Aim of the task:
Restate each record below word for word, skipping images.

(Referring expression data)
----------
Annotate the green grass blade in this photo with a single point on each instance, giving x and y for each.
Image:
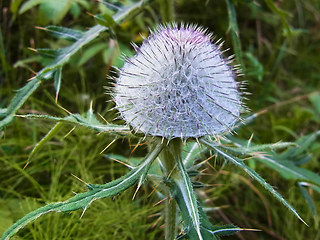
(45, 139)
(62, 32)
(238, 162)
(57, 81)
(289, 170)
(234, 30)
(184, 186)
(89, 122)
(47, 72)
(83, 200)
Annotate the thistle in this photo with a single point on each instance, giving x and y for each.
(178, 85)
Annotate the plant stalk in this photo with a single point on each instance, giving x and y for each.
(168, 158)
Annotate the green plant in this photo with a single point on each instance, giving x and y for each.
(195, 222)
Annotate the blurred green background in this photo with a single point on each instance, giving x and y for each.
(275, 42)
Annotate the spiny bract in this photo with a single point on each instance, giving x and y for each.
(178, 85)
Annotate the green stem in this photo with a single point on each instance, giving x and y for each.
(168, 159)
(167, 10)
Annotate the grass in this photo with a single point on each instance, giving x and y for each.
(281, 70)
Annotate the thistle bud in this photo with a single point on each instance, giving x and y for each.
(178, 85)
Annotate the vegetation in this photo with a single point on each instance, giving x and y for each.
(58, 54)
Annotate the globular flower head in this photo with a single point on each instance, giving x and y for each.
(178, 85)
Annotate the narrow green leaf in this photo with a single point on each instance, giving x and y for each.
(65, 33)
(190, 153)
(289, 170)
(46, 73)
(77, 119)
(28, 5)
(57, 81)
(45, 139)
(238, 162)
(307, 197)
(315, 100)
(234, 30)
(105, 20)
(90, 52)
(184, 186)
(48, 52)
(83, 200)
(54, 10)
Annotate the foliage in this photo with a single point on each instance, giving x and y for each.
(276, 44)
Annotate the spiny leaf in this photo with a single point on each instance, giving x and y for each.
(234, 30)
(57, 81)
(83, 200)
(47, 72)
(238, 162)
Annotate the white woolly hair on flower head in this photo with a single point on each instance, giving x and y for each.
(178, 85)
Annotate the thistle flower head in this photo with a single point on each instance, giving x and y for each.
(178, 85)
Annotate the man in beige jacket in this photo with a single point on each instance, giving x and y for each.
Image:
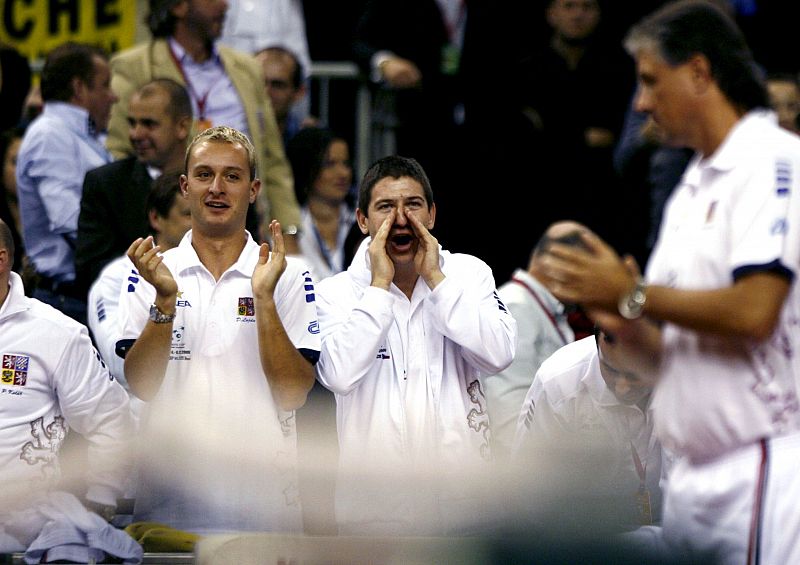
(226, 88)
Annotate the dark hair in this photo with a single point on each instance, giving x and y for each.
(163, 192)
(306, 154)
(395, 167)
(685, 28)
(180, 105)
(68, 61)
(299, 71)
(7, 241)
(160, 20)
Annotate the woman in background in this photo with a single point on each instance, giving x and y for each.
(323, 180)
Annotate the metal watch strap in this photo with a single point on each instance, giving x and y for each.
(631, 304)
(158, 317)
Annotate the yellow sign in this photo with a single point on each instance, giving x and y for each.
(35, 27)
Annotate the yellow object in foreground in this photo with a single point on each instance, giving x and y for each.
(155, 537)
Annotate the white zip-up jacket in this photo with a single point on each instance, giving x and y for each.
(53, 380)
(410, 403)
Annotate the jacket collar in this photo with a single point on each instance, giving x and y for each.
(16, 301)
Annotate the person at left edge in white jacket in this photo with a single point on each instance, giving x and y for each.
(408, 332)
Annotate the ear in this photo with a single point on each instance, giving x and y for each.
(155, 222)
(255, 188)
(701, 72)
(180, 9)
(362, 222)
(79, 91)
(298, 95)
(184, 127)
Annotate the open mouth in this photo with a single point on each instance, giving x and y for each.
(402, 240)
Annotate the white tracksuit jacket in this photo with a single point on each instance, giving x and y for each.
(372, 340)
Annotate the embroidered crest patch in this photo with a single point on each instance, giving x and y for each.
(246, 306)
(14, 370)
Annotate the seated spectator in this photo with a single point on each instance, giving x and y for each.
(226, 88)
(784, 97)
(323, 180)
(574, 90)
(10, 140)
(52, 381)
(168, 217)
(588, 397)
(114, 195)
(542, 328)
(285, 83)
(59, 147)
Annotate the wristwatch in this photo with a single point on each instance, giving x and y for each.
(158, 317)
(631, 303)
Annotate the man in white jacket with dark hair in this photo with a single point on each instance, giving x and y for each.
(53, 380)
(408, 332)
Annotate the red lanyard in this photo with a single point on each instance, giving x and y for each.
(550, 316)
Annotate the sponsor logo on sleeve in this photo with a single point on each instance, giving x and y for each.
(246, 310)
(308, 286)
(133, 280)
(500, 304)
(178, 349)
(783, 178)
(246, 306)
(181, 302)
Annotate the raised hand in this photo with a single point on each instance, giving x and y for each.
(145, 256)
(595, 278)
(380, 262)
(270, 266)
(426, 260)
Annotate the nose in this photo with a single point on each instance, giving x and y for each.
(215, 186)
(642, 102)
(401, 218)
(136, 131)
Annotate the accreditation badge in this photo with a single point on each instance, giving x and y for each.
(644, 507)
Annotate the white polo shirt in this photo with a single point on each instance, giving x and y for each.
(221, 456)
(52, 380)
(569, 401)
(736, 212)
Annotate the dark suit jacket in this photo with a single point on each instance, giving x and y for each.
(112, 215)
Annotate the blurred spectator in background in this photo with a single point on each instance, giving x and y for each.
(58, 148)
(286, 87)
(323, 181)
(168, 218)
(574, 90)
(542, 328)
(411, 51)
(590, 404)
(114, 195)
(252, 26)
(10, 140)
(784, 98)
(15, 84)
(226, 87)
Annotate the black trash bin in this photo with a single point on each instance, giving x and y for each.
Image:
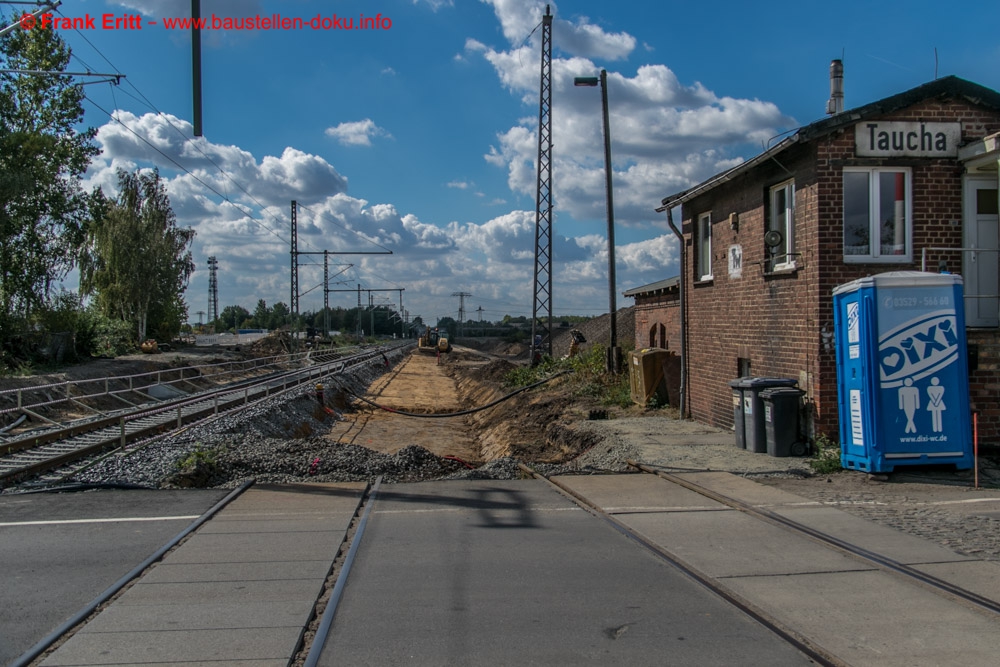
----------
Answer to this task:
Annotate the green grass blade in this photo with a single point on each instance, giving x and y for each.
Image:
(45, 139)
(62, 32)
(238, 162)
(57, 81)
(289, 170)
(234, 30)
(184, 186)
(89, 122)
(47, 72)
(83, 200)
Annotate the thistle in this photo with a single point on each instance, giving x and y for each.
(178, 85)
Annotate the plant stalk in this photo with a single point on each instance, giving x and y for each.
(168, 158)
Annotate the green plant in this photo with a single point on each instance, giving x and y for each.
(195, 222)
Annotate the blurred green background in this photo with a single point on each instance, giving x and y for each.
(275, 42)
Annotate the spiny bract in this photo with a single point on each instance, giving x and y for each.
(178, 85)
Annotate the green stem in this photo with a single point on each instance, giving x and y for each.
(168, 159)
(167, 10)
Annotate the grass in this photo with a single point on each instance, giving x and y for each.
(281, 70)
Annotate the thistle bud in this photo with a single point on each instance, giving x and y for each.
(178, 85)
Annotate the vegetation in this photo with a single point on each instance, giving x and y for each.
(58, 54)
Annotate the globular flower head in this photo with a single point on each instance, giving x and y for each.
(178, 85)
Annotate the narrow green leaf in this photo with a single point on each instance, giving x and y for each.
(65, 33)
(190, 153)
(289, 170)
(46, 73)
(77, 119)
(28, 5)
(57, 81)
(45, 139)
(238, 162)
(307, 197)
(315, 100)
(234, 30)
(105, 20)
(90, 52)
(184, 186)
(48, 52)
(83, 200)
(54, 10)
Annotate the foliage in this photo with a single point on each instance, giving x and y for each.
(276, 44)
Annotate the spiny leaf in this photo with a single point on each instance, giving x and y for each.
(234, 30)
(57, 81)
(83, 200)
(47, 72)
(238, 162)
Annotate the white woolly hair on flower head in this photo with a single point on each instance, giving x and y for each.
(178, 85)
Annotate the thistle flower head in this photo with a single point on each instance, giving x and y for each.
(178, 85)
Annotate the man in beige jacket in this photo with a single point on each instance, giving x and y for each.
Image:
(226, 88)
Annotate the dark hair in this photo with a single point on each instance, giving x and y for each.
(163, 192)
(306, 154)
(395, 167)
(685, 28)
(180, 105)
(68, 61)
(299, 71)
(7, 241)
(160, 20)
Annotate the woman in background in this photo with a single point on each instance, giving x and y for each.
(323, 180)
Annotate the metal watch strap in this photo with a single point on each instance, giving x and y for each.
(631, 304)
(158, 317)
Annotate the yellow sign in this photo with a single point on each instance, giving x and y for each.
(35, 27)
Annotate the yellow object in foreground in this photo with a single point on each instance, giving x and y for each.
(155, 537)
Annotate the white zip-up jacket in this photo with a single point on each instance, giving x and y for each.
(53, 380)
(410, 403)
Annotate the jacket collar in this photo with a single point on each instance, giving x and y for each.
(16, 301)
Annotate the person at left edge in white jacket in this photo with a single point on each instance, giving x and y for each.
(408, 332)
Annotate the ear in this photo with a single point on each instance, giving x and y for each.
(155, 222)
(255, 188)
(701, 72)
(180, 9)
(362, 222)
(79, 91)
(298, 95)
(184, 127)
Annotate the open mouth in this photo with a single point on each instance, giving x and y for each.
(402, 240)
Annotate the white tracksuit jacket in this photo with a single point on each instance, giving x and y for each.
(372, 340)
Annotate the embroidered crest patch in this photo with a single point on each instance, giving x and y for each.
(246, 306)
(14, 370)
Annotate the seated spectator in this photo with a single point on each instance, giving x and y for each.
(226, 88)
(784, 97)
(323, 180)
(574, 90)
(10, 140)
(52, 381)
(168, 217)
(588, 397)
(114, 195)
(542, 328)
(285, 83)
(59, 147)
Annotate the wristwatch in this photo with a single point on each instance, giving x and y for each.
(158, 317)
(631, 303)
Annotate the man in white jacket with dark hair in this photo with a single point on each instance, giving x and y for each.
(53, 380)
(408, 332)
Annotate the red lanyard in this photo with a single point on each instance, giving x and y for each.
(550, 316)
Annotate the sponsor logo on sleeve in this photo with a single point on each instance, giving x and y for each.
(246, 310)
(308, 286)
(133, 280)
(500, 304)
(178, 349)
(783, 178)
(246, 306)
(181, 302)
Annotate the raised hand in this photo with a single point on each instance, giving x and y for each.
(145, 256)
(595, 278)
(380, 262)
(270, 266)
(426, 260)
Annotate the nose in this photo with a single point on each instance, giving x and y for each.
(215, 186)
(642, 102)
(401, 218)
(136, 131)
Annotate the accreditation badge in this photo with a single point on each instance, giving x and y for each.
(644, 507)
Annotate the white polo shirt in this photo with a single point on each instance, giving x and y for each.
(221, 456)
(52, 380)
(569, 401)
(736, 212)
Annotate the dark suit jacket in this photo with a single point on each instance, giving x and y for each.
(112, 215)
Annotate the blurred spectator in background in this photo with a single point on each instance, giving x and y for each.
(58, 148)
(286, 87)
(323, 181)
(168, 218)
(574, 90)
(542, 328)
(411, 51)
(590, 404)
(114, 195)
(252, 26)
(10, 140)
(784, 98)
(15, 84)
(226, 87)
Annotate the black trash bin in this photo with a single point on each instance, giving x and y for each.
Image:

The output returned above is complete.